■ PAGE:
═══

C’est faux. Ou plutôt c’était vrai jusqu’à cet été, car l’IABD a fait modifier l’exception conservation par le biais d’un amendement introduit de haute lutte dans la loi Hadopi pour permettre à tout service d’archives, de musée ou de bibliothèques de reproduire et de diffuser sur place une oeuvre à des fins de conservation. Et peu importe qu’elle soit titulaire du dépôt légal ou non (vous devez confondre avec une autre exception qui figure dans le Code du patrimoine …). Et ça marche d’ailleurs aussi à Lyon.
Autre approximation, plus grave cette fois.
– « la seule chose qui soit patrimoniale dans nos collections, ce sont les codex de papier ou plus rarement de parchemin. leur contenu (le savoir) n’est pas régi par des textes relevant des bibliothèques, mais par ceux – beaucoup plus larges – relevant du droit d’auteur. »
Affirmation très incomplète.
Vous ne vous placez que du point de vue de la propriété intellectuelle.
Or les documents numérisés relèvent aussi de ce qu’on appelle le droit des données publiques et il existe des textes qui donnent aux institutions publiques un droit de regard sur leur réutilisation, pas forcément pour les faire payer, mais pour poser des conditions garantissant que ne s’efface pas leur caractère public (voyez la Loi n° 78-753 du 17 juillet 1978 relative à la liberté d’accès aux documents administratifs et à la réutilisation des informations publiques et l’ordonnance du 6 juin 2005).
Le nouveau Code Général de la Propriété des Personnes Publiques considère également que les livres anciens, rares ou précieux, conservées dans les bibliothèques relèvent du régime de la domanialité publique et ne peuvent donc pas faire l’objet d’une aliénation au profit d’un tiers. Je vous recommande de lire à ce propos l’article de Thibault Solheilac « Les bibliothèques numériques, un domaine public immatériel », AJDA, 2008, no 21, 16 juin 2008, p. 1133. Il indique clairement qu’une bibliothèque ne peut vraisemblablement pas faire n’importe quoi quand elle signe un partenariat de numérisation avec un partenaire privé.
Cela signifie deux choses 1) Oui, les institutions publiques ont certains droits sur les oeuvres qu’elles numérisent, même quand celles-ci appartiennent au domaine public, 2) Mais elles ont aussi des devoirs, et d’abord celui de préserver le caractère public de ces données, notamment lorsqu’elles engagent des partenariats avec le privé. C’est la problématique par exemple – très complexe – dans laquelle Légifrance est engagée avec les éditeurs de bases de données juridiques.
– Sur les oeuvres orphelines, nous sommes en profond désaccord !

═══

■ EXTRAIT SOURCE:
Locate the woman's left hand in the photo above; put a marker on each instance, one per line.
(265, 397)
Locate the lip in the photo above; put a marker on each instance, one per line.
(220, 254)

═══

■ CONSIGNES:
1. Modifiez le passage du texte sur les bibliothèques qui va de « C’est faux. Ou » jusqu'à « grave cette fois. » en remplaçant « Lyon » par « Bordeaux ».
2. Répondez à ces questions à l'aide du texte sur les bibliothèques.
(a) Par quel moyen l'IABD a-t-elle fait modifier l'exception conservation ?
(b) De quelle date est la loi n° 78-753 ?
(c) Qui a écrit l'article « Les bibliothèques numériques, un domaine public immatériel » ?
3. Poursuivez le texte sur les bibliothèques à partir de sa dernière phrase.

■ RÉPONSES AUX EXERCICES:
1.
C’est faux. Ou plutôt c’était vrai jusqu’à cet été, car l’IABD a fait modifier l’exception conservation par le biais d’un amendement introduit de haute lutte dans la loi Hadopi pour permettre à tout service d’archives, de musée ou de bibliothèques de reproduire et de diffuser sur place une oeuvre à des fins de conservation. Et peu importe qu’elle soit titulaire du dépôt légal ou non (vous devez confondre avec une autre exception qui figure dans le Code du patrimoine …). Et ça marche d’ailleurs aussi à Bordeaux.
Autre approximation, plus grave cette fois.

2.
(a) Par un amendement introduit dans la loi Hadopi.
(b) Du 17 juillet 1978.
(c) Thibault Solheilac.

3.
Certes à l’heure actuelle, il n’existe pas en droit français de solutions pour réutiliser légalement une oeuvre orpheline. Du coup, ces oeuvres, très nombreuses – sûrement des millions – restent indisponibles pour quiconque, bibliothèques comme entreprises privées. C’est justement ce vide juridique qui a donné à Google toute sa puissance dans cette affaire. Le Règlement que la firme est en train de négocier aux Etats-Unis dans le cadre de son procès a justement pour but de lui conférer un droit exclusif de numériser et commercialiser les oeuvres orphelines aux Etats-Unis. Et cela s’applique par le jeu des conventions internationales aussi bien aux oeuvres publiées en Amérique que partout ailleurs dans le monde.
Aux Etats-Unis, des projets de lois ont pourtant bien été introduits au Congrès ces dernières années, mais ils n’ont pas pu aboutir à cause de l’opposition des titulaires de droits. En Europe, la Commission alerte depuis des années sur le problème des oeuvres orphelines et sur l’obstacle qu’elles opposent à la numérisation. Mais les Etats n’ont pas su – ou voulu – donner de suite à ces recommandations.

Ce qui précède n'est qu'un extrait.